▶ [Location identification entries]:
<<<<
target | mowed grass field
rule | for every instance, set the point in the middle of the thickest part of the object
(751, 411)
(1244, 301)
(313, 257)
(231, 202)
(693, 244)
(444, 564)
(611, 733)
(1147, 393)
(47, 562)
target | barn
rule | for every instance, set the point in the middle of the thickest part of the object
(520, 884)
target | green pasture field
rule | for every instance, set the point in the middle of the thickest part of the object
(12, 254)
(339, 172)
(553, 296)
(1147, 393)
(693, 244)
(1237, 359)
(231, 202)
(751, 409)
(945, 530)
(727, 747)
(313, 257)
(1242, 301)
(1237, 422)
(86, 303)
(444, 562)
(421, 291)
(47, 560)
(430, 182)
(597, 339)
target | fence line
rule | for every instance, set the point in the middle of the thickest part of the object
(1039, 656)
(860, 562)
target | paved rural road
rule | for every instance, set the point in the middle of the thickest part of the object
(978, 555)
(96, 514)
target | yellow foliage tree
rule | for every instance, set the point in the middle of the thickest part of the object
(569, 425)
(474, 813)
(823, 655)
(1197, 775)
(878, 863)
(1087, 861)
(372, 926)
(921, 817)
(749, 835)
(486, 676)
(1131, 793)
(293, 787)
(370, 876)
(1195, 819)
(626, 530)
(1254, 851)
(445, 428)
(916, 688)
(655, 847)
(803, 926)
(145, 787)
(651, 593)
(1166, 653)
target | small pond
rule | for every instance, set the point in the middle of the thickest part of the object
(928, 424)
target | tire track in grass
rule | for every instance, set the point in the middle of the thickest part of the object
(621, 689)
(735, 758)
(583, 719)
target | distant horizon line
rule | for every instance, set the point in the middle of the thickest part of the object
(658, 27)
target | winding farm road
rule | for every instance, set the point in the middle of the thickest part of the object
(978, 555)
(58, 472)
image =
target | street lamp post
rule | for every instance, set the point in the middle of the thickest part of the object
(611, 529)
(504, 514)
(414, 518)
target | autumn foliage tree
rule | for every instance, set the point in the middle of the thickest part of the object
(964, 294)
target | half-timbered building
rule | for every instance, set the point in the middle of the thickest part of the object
>>>>
▶ [WHAT TO WORK ON]: Reproduce the material in full, substituting "widest part" for every occurrence of "thickest part" and keeping everything else unchanged.

▶ [PROBLEM SOLUTION]:
target | mowed grass field
rule | for every instance, set the point in the middle of the widest part of the object
(751, 411)
(1244, 301)
(313, 257)
(231, 202)
(693, 244)
(444, 564)
(611, 733)
(1147, 393)
(47, 562)
target | barn
rule | for every instance, set the point in the middle of the widest part of the object
(520, 884)
target | green pasture field
rule | for every instance, set the point in the middle of the widest part of the object
(12, 254)
(339, 172)
(553, 296)
(1147, 393)
(693, 244)
(1237, 359)
(231, 202)
(751, 409)
(945, 530)
(727, 747)
(313, 257)
(1242, 301)
(1237, 422)
(86, 303)
(444, 562)
(421, 291)
(47, 560)
(430, 182)
(597, 339)
target | fence line
rule | for every instance, set the point in the middle of the widest part of the object
(1039, 656)
(860, 562)
target | paved rural road
rule | for every instance, set the point in the middle of the widest part of the object
(978, 555)
(96, 514)
target | yellow foliage tree
rule | for every instance, set the point in the middle of the widest part of the object
(569, 425)
(474, 813)
(823, 655)
(1197, 775)
(878, 863)
(1087, 861)
(372, 926)
(921, 817)
(749, 835)
(486, 676)
(1131, 793)
(293, 787)
(370, 876)
(1195, 819)
(626, 530)
(1254, 851)
(445, 428)
(916, 688)
(655, 847)
(803, 926)
(145, 787)
(651, 593)
(1166, 653)
target | small pond
rule | for every instance, set the point in the middle of the widest part of the object
(928, 424)
target | tire track in grass
rule | for every instance, set the point in the middle of the widest part of the object
(621, 689)
(735, 758)
(583, 719)
target | distant horizon line
rule | for every instance, set the point in the middle of the widest part of the object
(658, 27)
target | winding farm road
rule | for every instance, set the point in the middle of the widest part of the object
(978, 555)
(58, 472)
image =
target | street lamp post
rule | for every instance, set the point in the middle of the widest part of the object
(611, 529)
(504, 514)
(414, 518)
target | autumn foliage tree
rule | for every instance, set the point in the middle of the widest part of the object
(964, 294)
target | half-timbered building
rule | for every instance, set the point in the middle of the widest part of the object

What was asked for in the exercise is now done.